### Data records
-- begin --

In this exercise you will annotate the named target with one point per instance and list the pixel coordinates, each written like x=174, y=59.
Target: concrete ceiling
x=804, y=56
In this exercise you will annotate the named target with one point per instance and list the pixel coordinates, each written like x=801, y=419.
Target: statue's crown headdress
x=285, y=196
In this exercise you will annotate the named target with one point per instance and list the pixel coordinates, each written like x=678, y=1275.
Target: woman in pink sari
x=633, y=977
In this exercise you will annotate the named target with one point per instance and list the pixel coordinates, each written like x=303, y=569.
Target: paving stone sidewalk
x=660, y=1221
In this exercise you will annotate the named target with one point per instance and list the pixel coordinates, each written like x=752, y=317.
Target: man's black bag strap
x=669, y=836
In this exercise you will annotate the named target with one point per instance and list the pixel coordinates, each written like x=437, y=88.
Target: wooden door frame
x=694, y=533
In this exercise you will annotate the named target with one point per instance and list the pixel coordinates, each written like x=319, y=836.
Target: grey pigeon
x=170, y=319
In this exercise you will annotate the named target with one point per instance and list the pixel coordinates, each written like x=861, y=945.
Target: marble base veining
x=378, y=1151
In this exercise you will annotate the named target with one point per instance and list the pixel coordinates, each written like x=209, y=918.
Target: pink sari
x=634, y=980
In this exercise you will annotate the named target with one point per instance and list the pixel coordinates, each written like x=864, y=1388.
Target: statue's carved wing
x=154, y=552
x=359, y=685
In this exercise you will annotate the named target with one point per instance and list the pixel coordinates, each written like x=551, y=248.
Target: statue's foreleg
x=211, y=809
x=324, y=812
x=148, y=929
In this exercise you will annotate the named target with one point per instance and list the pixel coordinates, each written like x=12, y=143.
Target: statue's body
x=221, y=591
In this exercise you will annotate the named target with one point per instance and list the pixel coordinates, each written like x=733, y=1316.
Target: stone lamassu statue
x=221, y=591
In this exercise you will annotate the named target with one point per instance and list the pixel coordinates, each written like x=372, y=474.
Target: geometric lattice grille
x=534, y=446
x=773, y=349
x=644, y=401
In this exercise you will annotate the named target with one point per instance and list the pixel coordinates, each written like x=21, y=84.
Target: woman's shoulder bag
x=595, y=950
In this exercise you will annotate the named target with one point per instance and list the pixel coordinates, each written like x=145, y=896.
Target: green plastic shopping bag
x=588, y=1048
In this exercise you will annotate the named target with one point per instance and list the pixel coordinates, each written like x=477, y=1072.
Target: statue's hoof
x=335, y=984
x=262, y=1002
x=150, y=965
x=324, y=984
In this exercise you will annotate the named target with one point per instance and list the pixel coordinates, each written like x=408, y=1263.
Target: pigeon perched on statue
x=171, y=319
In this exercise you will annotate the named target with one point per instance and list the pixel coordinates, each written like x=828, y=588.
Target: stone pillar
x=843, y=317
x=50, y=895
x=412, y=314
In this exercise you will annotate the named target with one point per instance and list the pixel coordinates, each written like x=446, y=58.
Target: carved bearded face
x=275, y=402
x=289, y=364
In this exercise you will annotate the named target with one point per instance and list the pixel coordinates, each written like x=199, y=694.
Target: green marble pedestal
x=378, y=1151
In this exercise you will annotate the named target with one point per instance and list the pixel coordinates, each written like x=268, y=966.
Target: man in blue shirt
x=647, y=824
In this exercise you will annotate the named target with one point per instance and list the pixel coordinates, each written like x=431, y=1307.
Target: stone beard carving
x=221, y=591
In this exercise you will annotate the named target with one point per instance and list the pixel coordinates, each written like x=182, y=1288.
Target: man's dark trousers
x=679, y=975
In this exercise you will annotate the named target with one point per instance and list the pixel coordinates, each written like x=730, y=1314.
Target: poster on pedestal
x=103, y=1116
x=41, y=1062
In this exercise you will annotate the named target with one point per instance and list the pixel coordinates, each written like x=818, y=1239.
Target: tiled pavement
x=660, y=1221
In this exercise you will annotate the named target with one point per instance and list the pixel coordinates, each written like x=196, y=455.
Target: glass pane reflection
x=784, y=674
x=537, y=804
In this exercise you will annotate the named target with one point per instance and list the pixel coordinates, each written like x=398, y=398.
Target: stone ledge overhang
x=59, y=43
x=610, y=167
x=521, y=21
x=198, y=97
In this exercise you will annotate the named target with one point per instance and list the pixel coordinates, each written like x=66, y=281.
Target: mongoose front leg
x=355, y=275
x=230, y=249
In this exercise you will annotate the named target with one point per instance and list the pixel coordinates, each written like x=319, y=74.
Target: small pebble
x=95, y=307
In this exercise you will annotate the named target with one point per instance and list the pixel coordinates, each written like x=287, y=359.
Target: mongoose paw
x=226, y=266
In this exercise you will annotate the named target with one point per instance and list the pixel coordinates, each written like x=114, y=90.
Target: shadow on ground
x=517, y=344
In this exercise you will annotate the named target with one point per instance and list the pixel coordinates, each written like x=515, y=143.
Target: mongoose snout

-- end --

### Exercise
Can you reproduce every one of the data records above, word for word and line by line?

### Answer to this exercise
In this exercise you will annotate the named target with one point per instance and list the pixel coordinates, each written like x=174, y=59.
Target: concrete ceiling
x=804, y=56
In this exercise you will annotate the named target with one point per instance and list the pixel coordinates, each written like x=801, y=419.
Target: statue's crown headdress
x=285, y=196
In this exercise you will annotate the named target with one point per instance and list the pixel coordinates, each written like x=678, y=1275.
Target: woman in pink sari
x=633, y=977
In this exercise you will annotate the named target with one point per instance and list the pixel coordinates, each written like x=303, y=569.
Target: paving stone sidewalk
x=660, y=1221
In this exercise you will annotate the named target with one point per instance and list the pixel coordinates, each written like x=752, y=317.
Target: man's black bag strap
x=669, y=836
In this exercise you will annotate the named target with one point per instance and list the pixel coordinates, each written like x=437, y=88.
Target: wooden door frame
x=694, y=533
In this exercise you will annotate the named target with one point per instance and list the pixel coordinates, each written like x=319, y=836.
Target: grey pigeon
x=170, y=319
In this exercise you will annotate the named target with one point per instance and list the pixel coordinates, each written like x=861, y=945.
Target: marble base veining
x=378, y=1151
In this exercise you will annotate the named target with one point per instance and list the pixel coordinates, each written like x=209, y=918.
Target: pink sari
x=634, y=980
In this exercise you will annotate the named target with one point per instance and list the pixel coordinates, each written like x=864, y=1388.
Target: statue's carved wing
x=154, y=552
x=359, y=685
In this exercise you will annotate the named target with one point per instance and list the pixel coordinates, each written like x=551, y=248.
Target: statue's foreleg
x=211, y=809
x=324, y=812
x=148, y=929
In this exercise you will annotate the named target with one point per instance and list the pixel coordinates, each written like x=12, y=143.
Target: statue's body
x=221, y=591
In this exercise you will annotate the named target with one point per instance and list the pixel coordinates, each written like x=733, y=1316.
Target: stone lamassu statue
x=221, y=591
In this exercise you will annotate the named target with one point per instance and list the pixel coordinates, each written like x=372, y=474.
Target: geometric lattice grille
x=534, y=446
x=773, y=349
x=644, y=401
In this exercise you will annotate the named target with one point per instance and list the pixel coordinates, each written like x=21, y=84.
Target: woman's shoulder bag
x=595, y=950
In this exercise you will annotate the named target with one point per instance and list the pixel coordinates, each written like x=145, y=896.
Target: green plastic shopping bag
x=588, y=1048
In this exercise you will annotate the named target with one point per instance and list the pixel coordinates, each written like x=477, y=1072.
Target: statue's hoof
x=335, y=984
x=262, y=1002
x=150, y=965
x=324, y=984
In this exercise you will annotate the named target with one point per instance and list the pixel coordinates, each written like x=408, y=1263.
Target: pigeon perched on statue
x=171, y=319
In this exercise you will annotate the named target with one point per instance and list the pixel coordinates, each written like x=828, y=588.
Target: stone pillar
x=843, y=317
x=50, y=895
x=412, y=314
In this exercise you will annotate the named target with one point per instance and list the pixel coordinates, each written like x=446, y=58.
Target: carved bearded face
x=275, y=402
x=289, y=364
In this exercise you will annotate the named target with one point per instance and list the pixel coordinates, each written like x=199, y=694.
Target: green marble pedestal
x=378, y=1151
In this exercise you will annotate the named target with one point per instance and list the pixel coordinates, each written like x=268, y=966.
Target: man in blue shirt
x=647, y=824
In this exercise you will annotate the named target with one point per instance and list the pixel coordinates, each written like x=431, y=1307.
Target: stone beard carving
x=221, y=591
In this exercise you will annotate the named target with one point per instance and list the pixel coordinates, each written like x=182, y=1288.
Target: man's dark trousers
x=679, y=975
In this exercise you will annotate the named target with one point per instance and list the pixel coordinates, each written like x=730, y=1314.
Target: poster on pedestal
x=103, y=1116
x=41, y=1062
In this exercise you will annotate the named target with one point per instance and list the pixel coordinates, each written like x=818, y=1239.
Target: tiled pavement
x=660, y=1221
In this exercise you will annotate the named target with one point per instance and list the pixel coordinates, each written like x=196, y=455.
Target: glass pane reflection
x=784, y=674
x=537, y=804
In this exercise you will annotate the named target with one point per instance and list the pixel coordinates, each written like x=398, y=398.
Target: stone ledge overhang
x=59, y=43
x=610, y=167
x=521, y=21
x=198, y=97
In this exercise you will annotate the named target with one point per instance and list the pixel coordinates, each written like x=66, y=281.
Target: mongoose front leg
x=355, y=275
x=230, y=249
In this exercise you will annotate the named target with one point per instance and list the pixel coordinates, each written like x=319, y=74.
Target: small pebble
x=95, y=307
In this exercise you will annotate the named target with one point per instance and list the pixel coordinates, each written like x=287, y=359.
Target: mongoose paw
x=226, y=266
In this exercise you will annotate the named target with one point per instance and list the pixel coordinates, each written like x=114, y=90.
Target: shadow on ground
x=517, y=344
In this exercise you will annotate the named target with one point per instance and list the pixel coordinates, each written like x=515, y=143.
Target: mongoose snout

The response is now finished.